• **Records for the exercise**
■ ■ ■ ■ ■

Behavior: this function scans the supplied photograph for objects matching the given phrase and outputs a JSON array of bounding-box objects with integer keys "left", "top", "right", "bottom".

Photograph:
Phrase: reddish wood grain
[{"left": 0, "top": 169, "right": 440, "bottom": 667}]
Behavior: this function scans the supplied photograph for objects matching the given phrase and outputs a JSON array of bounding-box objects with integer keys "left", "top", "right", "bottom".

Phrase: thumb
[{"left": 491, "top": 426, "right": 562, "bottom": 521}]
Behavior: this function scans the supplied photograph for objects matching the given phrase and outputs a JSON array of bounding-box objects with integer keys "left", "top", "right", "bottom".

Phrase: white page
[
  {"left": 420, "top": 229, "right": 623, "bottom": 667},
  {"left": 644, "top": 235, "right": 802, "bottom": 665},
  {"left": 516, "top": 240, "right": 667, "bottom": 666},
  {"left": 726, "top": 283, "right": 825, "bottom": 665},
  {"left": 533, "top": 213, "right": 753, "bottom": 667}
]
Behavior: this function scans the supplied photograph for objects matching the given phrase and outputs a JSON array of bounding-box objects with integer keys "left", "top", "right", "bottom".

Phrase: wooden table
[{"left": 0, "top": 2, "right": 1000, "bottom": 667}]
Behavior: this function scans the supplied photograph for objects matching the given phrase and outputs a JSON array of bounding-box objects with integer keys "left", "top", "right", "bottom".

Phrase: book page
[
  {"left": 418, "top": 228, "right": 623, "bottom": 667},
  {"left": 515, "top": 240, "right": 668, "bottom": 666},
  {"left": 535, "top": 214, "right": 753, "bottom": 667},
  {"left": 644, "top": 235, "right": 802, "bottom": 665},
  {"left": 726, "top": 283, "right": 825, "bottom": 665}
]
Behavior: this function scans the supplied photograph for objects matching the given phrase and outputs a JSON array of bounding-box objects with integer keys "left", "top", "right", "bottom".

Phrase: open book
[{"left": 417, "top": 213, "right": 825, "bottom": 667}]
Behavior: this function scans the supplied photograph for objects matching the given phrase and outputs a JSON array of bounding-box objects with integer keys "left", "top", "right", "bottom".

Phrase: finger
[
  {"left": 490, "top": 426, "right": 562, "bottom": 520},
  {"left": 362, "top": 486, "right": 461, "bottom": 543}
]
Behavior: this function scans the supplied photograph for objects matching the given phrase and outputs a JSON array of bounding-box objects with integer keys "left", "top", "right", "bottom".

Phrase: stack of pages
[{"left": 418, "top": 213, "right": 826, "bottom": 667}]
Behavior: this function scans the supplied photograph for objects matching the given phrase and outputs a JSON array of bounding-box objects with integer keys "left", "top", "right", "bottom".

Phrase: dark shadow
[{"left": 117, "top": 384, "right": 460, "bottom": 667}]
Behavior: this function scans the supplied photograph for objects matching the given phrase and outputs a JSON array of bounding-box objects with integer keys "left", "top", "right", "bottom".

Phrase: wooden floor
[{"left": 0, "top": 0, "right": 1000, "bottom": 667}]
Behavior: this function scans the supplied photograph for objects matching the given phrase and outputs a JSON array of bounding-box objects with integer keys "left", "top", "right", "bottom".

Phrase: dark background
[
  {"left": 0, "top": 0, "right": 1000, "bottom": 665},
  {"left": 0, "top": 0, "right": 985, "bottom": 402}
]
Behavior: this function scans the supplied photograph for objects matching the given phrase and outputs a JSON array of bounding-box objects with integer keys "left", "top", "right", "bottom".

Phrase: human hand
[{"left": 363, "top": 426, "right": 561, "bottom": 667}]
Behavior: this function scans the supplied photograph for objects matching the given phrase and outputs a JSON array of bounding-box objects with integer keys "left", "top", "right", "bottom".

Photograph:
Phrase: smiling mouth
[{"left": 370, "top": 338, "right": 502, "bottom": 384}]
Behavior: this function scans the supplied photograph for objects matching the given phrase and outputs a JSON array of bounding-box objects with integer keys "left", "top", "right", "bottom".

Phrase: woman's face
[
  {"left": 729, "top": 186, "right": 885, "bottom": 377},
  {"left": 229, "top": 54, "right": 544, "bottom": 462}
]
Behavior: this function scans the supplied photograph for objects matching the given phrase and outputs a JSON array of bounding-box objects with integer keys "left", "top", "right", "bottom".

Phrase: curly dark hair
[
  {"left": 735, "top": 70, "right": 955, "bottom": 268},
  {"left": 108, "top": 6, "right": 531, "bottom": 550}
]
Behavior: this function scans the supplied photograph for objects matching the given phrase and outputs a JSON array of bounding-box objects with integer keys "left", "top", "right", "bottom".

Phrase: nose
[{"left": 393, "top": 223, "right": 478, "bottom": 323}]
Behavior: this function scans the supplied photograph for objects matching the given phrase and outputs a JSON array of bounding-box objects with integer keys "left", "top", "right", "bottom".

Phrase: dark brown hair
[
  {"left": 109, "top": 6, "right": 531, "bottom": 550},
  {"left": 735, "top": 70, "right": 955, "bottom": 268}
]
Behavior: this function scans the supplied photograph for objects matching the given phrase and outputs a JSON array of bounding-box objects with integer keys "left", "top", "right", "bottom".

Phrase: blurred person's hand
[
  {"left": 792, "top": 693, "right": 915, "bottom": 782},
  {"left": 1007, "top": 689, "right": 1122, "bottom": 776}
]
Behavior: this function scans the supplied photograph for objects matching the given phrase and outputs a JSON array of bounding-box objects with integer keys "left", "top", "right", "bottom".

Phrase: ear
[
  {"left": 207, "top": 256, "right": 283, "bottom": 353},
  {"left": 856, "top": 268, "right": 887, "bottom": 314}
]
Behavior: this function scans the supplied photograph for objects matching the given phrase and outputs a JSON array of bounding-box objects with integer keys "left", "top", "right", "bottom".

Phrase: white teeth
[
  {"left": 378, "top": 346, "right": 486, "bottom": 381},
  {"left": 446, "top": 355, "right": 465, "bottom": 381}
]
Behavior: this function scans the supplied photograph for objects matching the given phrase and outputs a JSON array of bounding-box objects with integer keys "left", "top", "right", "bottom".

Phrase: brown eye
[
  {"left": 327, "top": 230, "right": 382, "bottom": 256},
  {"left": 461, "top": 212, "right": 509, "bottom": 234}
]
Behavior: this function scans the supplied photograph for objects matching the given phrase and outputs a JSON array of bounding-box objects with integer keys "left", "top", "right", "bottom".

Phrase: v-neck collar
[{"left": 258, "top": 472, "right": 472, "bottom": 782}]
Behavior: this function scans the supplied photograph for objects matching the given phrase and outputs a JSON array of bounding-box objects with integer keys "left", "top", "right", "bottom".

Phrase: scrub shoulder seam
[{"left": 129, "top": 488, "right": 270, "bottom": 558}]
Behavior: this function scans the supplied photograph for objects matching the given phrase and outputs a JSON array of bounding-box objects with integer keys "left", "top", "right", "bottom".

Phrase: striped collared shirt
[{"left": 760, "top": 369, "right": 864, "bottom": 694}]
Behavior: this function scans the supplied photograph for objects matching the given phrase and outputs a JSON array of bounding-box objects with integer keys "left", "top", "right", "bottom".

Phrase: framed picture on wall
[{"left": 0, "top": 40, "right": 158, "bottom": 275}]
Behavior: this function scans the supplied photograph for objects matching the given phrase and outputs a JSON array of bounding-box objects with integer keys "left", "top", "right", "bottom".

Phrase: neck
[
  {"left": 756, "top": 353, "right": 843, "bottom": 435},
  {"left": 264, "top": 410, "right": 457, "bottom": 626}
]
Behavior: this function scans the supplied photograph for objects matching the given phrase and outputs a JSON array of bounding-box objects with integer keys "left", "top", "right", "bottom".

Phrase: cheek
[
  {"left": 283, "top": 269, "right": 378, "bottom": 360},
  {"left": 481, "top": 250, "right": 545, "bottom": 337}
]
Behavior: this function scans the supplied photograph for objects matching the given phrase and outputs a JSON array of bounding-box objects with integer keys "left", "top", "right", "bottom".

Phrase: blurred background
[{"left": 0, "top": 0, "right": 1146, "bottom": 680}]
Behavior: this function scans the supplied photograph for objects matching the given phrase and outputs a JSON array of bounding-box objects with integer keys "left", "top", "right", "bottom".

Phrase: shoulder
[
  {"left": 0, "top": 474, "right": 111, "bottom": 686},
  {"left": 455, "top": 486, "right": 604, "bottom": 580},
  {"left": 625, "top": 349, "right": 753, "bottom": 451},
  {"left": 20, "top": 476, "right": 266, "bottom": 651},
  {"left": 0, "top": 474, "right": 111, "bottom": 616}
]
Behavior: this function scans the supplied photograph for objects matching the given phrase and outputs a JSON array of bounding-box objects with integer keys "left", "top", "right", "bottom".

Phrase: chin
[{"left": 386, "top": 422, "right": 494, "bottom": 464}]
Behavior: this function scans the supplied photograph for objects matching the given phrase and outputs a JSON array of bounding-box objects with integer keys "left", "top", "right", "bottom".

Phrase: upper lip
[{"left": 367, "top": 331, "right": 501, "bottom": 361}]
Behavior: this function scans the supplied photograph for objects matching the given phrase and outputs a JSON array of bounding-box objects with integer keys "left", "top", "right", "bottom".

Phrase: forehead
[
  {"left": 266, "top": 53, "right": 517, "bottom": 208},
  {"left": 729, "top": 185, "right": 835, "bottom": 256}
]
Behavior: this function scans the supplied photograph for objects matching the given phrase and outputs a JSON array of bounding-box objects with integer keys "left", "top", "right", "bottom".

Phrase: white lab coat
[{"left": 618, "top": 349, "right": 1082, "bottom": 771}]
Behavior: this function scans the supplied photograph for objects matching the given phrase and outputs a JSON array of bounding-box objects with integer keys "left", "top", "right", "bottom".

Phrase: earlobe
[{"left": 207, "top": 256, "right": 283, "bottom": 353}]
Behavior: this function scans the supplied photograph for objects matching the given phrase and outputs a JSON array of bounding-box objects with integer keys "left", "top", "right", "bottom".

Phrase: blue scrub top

■ ■ ■ ■ ■

• **Short problem**
Find every line in the listing above that contains the word "wooden", matching case exactly, and copy each of those lines in full.

• **Task answer**
Phrase: wooden table
Phrase: wooden floor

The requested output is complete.